§ DATA EXCERPTS
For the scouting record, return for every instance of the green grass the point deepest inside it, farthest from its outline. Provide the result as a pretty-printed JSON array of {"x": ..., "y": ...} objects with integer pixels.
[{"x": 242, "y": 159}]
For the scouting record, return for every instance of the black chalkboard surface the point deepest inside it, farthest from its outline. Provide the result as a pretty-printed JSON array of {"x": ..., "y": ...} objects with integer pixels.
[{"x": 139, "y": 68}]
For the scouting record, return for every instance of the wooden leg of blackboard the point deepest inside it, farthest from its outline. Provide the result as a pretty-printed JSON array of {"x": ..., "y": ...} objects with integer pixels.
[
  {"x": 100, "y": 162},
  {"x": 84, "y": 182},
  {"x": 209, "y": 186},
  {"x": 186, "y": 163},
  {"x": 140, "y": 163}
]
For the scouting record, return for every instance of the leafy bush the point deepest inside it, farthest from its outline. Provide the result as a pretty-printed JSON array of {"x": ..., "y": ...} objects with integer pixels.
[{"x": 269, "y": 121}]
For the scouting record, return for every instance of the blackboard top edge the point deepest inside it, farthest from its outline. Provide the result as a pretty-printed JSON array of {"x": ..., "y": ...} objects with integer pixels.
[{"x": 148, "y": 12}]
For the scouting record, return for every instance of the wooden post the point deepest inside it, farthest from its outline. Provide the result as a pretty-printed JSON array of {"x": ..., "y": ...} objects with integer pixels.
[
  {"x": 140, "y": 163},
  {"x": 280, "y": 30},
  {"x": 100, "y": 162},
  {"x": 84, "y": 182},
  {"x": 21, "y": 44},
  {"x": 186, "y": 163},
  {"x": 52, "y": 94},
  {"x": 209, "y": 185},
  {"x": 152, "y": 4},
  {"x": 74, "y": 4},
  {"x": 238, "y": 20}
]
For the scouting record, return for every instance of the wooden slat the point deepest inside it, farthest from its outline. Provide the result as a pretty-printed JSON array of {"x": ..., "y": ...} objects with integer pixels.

§ PROMPT
Your task is to reproduce all of the records exactly.

§ REPLY
For the scouting record, return for every instance of the green grass the point deepest inside it, farthest from its outline. Provide the result as a pretty-printed JSON array of {"x": ..., "y": ...} objects with integer pixels.
[{"x": 242, "y": 159}]
For the scouting record, return for every instance of the black chalkboard surface the point deepest inside it, farthest from its outline. Provide the result as a pretty-printed JSON array of {"x": ..., "y": ...} objects with integer pixels.
[{"x": 139, "y": 68}]
For the scouting record, return for every instance of the wooden leg of blackboard the point deepest inside it, farthest from its outline. Provide the result as a pretty-printed JSON array of {"x": ..., "y": ...} objects with integer pixels.
[
  {"x": 100, "y": 162},
  {"x": 84, "y": 182},
  {"x": 209, "y": 186},
  {"x": 186, "y": 163},
  {"x": 140, "y": 163}
]
For the scouting record, return for every instance of the leafy bush the point deepest inside it, farthest from its outline. Provide the result as a pretty-printed JSON array of {"x": ..., "y": ...} objects with integer pixels.
[{"x": 269, "y": 121}]
For the scouting record, return for every instance of the blackboard top edge the point deepest inside it, farthest from its outline. Provide the result as a pretty-printed JSON array of {"x": ..., "y": ...} objects with integer pixels.
[{"x": 148, "y": 12}]
For the scouting record, return for every instance of the wooden post the point deepest inside it, farthest from its outline. Provide the result as a pretty-printed JSON array of {"x": ..., "y": ...} objects with integer pixels.
[
  {"x": 140, "y": 163},
  {"x": 280, "y": 30},
  {"x": 100, "y": 162},
  {"x": 84, "y": 182},
  {"x": 21, "y": 44},
  {"x": 186, "y": 163},
  {"x": 52, "y": 94},
  {"x": 209, "y": 185},
  {"x": 152, "y": 4},
  {"x": 74, "y": 4},
  {"x": 238, "y": 20}
]
For the scouting record, return for every instance of the wooden slat the point deepest inside it, farthest from its outline. Provide the result as a pretty-printed JSON array of {"x": ..., "y": ...} objects with integer pixels.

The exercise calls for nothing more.